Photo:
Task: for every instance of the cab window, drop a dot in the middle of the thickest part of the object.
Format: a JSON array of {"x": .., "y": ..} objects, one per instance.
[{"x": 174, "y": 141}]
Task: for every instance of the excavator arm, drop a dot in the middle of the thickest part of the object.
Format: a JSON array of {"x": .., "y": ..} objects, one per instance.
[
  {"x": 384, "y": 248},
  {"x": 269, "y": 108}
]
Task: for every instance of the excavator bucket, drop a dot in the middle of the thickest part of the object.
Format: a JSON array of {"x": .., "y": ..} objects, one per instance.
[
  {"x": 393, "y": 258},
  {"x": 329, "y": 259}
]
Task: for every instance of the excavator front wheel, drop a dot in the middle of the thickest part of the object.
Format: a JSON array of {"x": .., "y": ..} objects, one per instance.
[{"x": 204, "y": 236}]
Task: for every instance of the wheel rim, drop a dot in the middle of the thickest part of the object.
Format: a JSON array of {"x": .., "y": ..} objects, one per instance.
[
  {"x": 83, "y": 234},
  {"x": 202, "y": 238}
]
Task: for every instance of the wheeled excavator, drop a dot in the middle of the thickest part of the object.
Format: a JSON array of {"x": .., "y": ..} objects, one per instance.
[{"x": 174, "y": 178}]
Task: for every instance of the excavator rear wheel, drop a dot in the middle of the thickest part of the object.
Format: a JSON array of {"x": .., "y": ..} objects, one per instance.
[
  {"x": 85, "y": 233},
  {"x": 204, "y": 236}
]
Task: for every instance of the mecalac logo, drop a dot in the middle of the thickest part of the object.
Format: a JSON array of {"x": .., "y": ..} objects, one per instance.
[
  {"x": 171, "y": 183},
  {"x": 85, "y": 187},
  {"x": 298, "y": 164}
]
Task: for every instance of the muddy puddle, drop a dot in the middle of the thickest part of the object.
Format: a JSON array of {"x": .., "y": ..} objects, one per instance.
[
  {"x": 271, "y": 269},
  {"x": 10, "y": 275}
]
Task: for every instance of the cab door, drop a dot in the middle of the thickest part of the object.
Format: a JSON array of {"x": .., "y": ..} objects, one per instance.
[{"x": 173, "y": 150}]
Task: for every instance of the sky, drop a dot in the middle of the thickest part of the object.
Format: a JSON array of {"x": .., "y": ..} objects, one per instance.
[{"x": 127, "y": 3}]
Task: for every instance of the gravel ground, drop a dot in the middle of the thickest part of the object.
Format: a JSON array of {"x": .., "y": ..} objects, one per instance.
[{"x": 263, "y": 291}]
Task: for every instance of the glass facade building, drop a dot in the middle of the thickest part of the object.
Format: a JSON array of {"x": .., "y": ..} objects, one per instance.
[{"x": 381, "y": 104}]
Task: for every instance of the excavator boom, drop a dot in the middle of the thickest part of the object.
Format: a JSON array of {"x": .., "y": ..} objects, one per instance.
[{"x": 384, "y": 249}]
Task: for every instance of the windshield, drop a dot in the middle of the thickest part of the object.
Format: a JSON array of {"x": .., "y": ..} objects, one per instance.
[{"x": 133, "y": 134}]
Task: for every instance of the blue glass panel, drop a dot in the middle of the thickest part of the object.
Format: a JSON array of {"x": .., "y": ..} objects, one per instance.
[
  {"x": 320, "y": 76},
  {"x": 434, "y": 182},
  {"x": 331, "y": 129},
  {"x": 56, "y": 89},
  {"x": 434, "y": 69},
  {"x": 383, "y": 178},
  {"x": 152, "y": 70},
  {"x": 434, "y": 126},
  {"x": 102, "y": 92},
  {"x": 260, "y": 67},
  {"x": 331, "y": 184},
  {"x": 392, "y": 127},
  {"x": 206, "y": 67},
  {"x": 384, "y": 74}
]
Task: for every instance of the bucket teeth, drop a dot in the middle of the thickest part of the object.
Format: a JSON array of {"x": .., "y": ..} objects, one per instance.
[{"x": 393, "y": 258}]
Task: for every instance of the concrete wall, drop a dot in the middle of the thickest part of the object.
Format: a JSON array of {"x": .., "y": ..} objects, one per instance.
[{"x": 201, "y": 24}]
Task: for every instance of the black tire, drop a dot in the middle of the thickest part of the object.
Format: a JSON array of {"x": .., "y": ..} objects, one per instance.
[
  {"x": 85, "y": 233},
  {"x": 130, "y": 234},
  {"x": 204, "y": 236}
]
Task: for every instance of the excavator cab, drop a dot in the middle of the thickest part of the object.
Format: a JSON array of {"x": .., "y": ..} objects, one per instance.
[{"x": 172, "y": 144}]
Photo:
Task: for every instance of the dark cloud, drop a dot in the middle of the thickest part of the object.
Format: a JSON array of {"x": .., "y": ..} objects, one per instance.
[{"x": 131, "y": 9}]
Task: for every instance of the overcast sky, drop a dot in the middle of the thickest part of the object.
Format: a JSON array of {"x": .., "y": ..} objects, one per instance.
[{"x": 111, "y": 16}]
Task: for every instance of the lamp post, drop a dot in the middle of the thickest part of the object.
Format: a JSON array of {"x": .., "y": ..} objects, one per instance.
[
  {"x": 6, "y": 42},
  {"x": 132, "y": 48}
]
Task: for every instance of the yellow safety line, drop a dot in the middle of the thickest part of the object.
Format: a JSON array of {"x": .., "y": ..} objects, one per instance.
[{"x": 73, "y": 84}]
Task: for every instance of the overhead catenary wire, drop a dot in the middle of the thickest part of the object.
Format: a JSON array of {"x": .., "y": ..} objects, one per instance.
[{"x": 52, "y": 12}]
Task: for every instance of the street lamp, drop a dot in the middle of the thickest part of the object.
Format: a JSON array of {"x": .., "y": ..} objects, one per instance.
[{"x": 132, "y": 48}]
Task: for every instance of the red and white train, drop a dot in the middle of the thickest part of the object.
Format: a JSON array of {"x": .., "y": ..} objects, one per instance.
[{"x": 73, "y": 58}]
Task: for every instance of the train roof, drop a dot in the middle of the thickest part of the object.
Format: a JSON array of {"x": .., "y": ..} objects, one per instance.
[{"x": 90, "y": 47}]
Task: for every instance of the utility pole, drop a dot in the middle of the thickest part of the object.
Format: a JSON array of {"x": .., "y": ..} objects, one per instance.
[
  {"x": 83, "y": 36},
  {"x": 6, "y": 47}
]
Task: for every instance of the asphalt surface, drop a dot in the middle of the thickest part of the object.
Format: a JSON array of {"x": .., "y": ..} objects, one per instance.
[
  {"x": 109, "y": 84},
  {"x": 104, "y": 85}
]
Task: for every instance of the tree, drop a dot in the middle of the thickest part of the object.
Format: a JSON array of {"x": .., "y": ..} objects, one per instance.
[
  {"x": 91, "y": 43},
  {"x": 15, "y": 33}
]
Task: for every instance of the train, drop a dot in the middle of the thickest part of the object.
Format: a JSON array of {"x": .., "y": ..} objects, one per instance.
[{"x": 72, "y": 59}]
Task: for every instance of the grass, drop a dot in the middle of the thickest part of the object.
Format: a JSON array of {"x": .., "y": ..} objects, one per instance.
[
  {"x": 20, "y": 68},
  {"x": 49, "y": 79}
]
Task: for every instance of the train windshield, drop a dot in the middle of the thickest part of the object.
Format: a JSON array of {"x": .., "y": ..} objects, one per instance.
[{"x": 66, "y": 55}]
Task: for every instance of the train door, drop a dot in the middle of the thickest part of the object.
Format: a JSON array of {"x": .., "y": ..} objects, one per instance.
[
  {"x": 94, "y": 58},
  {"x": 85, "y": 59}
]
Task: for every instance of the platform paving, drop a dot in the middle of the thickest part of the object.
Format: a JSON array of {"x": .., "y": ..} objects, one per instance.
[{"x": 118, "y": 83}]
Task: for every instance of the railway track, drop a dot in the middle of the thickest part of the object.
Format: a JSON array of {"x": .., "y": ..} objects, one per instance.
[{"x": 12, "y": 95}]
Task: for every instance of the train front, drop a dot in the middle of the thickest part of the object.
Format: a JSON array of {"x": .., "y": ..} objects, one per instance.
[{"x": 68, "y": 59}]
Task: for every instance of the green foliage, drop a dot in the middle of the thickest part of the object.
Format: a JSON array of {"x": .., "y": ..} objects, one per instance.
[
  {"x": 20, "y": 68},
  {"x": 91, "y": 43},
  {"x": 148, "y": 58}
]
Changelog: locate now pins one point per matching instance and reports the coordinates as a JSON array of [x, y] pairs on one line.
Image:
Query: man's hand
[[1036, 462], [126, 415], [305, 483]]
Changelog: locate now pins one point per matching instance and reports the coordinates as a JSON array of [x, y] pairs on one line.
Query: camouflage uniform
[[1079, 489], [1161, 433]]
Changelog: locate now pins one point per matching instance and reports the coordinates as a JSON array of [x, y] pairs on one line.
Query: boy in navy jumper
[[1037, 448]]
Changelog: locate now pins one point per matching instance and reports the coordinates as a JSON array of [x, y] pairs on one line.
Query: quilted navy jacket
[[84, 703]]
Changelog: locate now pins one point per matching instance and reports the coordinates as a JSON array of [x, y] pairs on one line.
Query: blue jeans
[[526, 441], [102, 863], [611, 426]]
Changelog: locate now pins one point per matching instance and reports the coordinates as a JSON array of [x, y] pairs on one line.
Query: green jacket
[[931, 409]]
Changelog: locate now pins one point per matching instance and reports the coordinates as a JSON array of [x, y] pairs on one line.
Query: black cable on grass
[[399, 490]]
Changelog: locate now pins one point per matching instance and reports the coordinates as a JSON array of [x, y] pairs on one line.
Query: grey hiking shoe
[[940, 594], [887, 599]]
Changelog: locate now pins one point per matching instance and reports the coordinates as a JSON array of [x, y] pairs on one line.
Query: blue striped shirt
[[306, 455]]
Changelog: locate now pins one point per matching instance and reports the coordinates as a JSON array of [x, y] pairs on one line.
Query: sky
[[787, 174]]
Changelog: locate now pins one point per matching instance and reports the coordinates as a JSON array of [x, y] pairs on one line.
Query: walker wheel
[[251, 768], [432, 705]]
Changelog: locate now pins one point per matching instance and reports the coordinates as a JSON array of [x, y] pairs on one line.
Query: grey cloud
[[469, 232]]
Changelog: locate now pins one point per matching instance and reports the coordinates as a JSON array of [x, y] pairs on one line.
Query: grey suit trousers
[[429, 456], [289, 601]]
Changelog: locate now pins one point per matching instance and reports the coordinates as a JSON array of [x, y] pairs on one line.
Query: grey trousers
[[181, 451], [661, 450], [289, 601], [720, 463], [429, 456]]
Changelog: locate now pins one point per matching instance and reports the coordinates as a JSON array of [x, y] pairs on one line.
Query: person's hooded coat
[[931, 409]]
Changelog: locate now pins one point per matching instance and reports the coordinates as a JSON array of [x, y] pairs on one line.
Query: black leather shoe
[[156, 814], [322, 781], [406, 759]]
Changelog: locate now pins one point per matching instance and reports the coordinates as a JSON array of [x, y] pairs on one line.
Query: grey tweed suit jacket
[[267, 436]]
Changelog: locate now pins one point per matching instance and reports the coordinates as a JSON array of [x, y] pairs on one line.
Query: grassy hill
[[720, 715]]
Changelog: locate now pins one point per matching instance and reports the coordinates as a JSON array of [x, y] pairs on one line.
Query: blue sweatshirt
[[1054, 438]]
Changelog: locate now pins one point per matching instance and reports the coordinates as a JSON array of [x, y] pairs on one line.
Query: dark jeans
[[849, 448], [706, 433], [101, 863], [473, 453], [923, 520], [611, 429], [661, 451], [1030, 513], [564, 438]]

Description of the task » If a line in the listing holds the word "front", copy it out.

Your response »
Task: for every instance of the excavator front wheel, drop a dot in the middle of the thickest part of the object.
Task: for every instance of the train front, drop a dot in the middle of the thickest part of the object.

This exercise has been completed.